§ ARBEITSANWEISUNG:
Führe den Text über Georg Büchner im Anschluss an seinen letzten Satz fort.

§ VORGEGEBENER TEXT:
- - - -

Gedanken für den Tag

Von Cornelius Hell, Literaturkritiker und Übersetzer. "Warum leide ich? Das ist der Fels des Atheismus" - Zum 200. Geburtstag von Georg Büchner. Gestaltung: Alexandra Mantler

"Es ist keine Kunst, ein ehrlicher Mann zu sein, wenn man täglich Suppe, Gemüse und Fleisch zu essen hat." So lautet einer der Sätze in Georg Büchners berühmtem Drama "Woyzeck", die einem nicht aus dem Kopf gehen. Unter den drückenden Verhältnissen der damaligen Zeit litt Büchner nicht nur am völligen Mangel politischer Freiheiten, sondern auch an der Ausbeutung und der hoffnungslosen materiellen Lage des Volkes. In einem Brief vom Dezember 1833 drückt er es so aus: "Die politischen Verhältnisse könnten mich rasend machen. Das arme Volk schleppt geduldig den Karren, worauf die Fürsten und Liberalen ihre Affenkomödie spielen. Ich bete jeden Abend zum Hanf und zu den Laternen." Mit dem Hanf meint Büchner den Strick, mit dem die Adeligen auf den Laternen aufgeknüpft werden sollen.

Im Jahr darauf, 1834, verfasste Georg Büchner ein politisches Manifest, den "Hessischen Landboten". "Friede den Hütten! Krieg den Palästen!" lautet die berühmte Kampfansage zu Beginn. In biblischer Sprache polemisiert "Der Hessische Landbote" gegen die sogenannte "gottgewollte" Herrschaft - untermauert mit genauen Statistiken über Steuern und Ausgaben des Großherzogtums Hessen. Die Schrift endet mit einem Gebet: "Herr, zerbrich den Stecken unserer Treiber und lass dein Reich zu uns kommen, das Reich der Gerechtigkeit. Amen."

- - - -

§ Einträge mit Koordinatenannotationen:
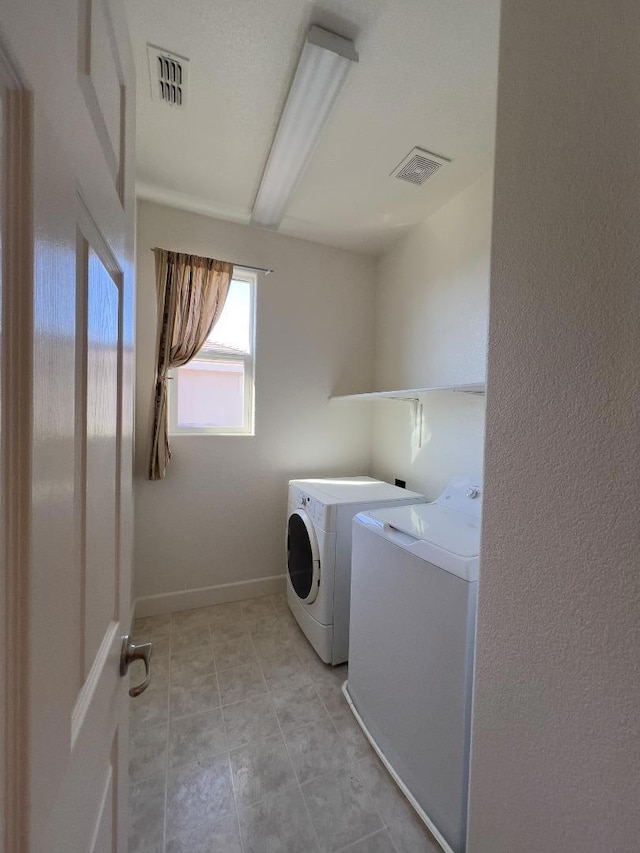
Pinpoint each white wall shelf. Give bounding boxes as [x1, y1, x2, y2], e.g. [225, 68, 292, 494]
[329, 382, 485, 401]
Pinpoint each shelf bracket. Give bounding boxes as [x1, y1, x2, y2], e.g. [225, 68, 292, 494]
[388, 397, 424, 447]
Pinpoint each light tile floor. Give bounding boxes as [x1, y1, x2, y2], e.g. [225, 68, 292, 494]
[129, 595, 440, 853]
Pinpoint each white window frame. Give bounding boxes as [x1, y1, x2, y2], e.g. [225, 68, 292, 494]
[169, 267, 258, 435]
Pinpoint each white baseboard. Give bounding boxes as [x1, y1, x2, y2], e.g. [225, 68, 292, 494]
[135, 575, 286, 619]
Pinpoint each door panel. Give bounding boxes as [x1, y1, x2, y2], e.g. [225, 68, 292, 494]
[83, 240, 120, 674]
[0, 0, 134, 853]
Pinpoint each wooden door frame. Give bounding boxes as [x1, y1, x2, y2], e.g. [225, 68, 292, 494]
[0, 32, 33, 853]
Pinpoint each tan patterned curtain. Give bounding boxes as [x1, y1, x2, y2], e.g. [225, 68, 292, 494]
[149, 249, 233, 480]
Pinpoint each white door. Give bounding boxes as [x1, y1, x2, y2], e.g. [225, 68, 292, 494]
[0, 0, 134, 853]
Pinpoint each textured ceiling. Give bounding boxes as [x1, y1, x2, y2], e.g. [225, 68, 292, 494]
[126, 0, 499, 253]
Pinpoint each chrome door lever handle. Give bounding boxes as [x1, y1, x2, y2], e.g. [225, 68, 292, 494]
[120, 634, 153, 699]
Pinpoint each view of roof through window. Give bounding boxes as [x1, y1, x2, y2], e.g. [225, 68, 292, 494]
[204, 279, 251, 353]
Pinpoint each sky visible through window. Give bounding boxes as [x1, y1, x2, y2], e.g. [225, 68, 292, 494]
[207, 281, 251, 352]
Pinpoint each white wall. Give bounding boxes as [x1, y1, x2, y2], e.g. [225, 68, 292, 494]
[135, 203, 375, 612]
[372, 173, 493, 498]
[468, 0, 640, 853]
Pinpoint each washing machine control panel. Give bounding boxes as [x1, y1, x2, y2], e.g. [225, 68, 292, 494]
[296, 492, 327, 528]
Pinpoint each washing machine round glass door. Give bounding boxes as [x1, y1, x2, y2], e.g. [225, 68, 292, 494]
[287, 509, 320, 604]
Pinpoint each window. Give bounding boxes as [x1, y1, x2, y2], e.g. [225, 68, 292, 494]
[169, 269, 256, 435]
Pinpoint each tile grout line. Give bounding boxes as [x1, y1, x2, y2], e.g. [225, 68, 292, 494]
[209, 623, 245, 853]
[246, 602, 322, 851]
[162, 614, 173, 853]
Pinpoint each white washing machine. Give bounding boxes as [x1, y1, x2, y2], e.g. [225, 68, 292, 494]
[343, 477, 481, 853]
[286, 477, 425, 665]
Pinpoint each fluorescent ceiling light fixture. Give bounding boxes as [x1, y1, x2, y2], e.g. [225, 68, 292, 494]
[251, 27, 358, 229]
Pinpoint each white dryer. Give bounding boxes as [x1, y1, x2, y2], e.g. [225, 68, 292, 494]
[286, 477, 425, 665]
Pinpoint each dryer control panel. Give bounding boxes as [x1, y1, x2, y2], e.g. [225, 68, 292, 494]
[289, 487, 329, 530]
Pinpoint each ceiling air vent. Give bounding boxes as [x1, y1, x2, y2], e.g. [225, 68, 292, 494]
[147, 44, 189, 107]
[391, 148, 451, 187]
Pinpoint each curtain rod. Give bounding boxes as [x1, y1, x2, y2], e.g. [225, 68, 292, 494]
[151, 249, 273, 275]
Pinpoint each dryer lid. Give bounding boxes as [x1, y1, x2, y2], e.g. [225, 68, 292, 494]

- - - -

§ ENDERGEBNIS:
Für die Verbreitung der Schrift kamen Freunde von Büchner ins Gefängnis, während er selbst rechtzeitig nach Straßburg fliehen konnte. Er sah danach keinen Sinn mehr in der politischen Agitation, sondern ging den Weg in die Kunst. Seine drei Stücke "Dantons Tod", "Leonce und Lena" und "Woyzeck" sind Weltliteratur. In seinem Denken und in seiner Sprache blieb Büchner ein Radikaler. Das Lustspiel "Leonce und Lena" huscht mit einem artistischen Lachen über so ziemlich alles hinweg, was nicht nur dem damaligen Bürgertum heilig war: die Arbeit, die Nation und der Staat. Auf die ironische Aufforderung "So wollen wir nützliche Mitglieder der menschlichen Gesellschaft werden", antwortet Leonce: "Lieber möchte ich meine Demission als Mensch geben."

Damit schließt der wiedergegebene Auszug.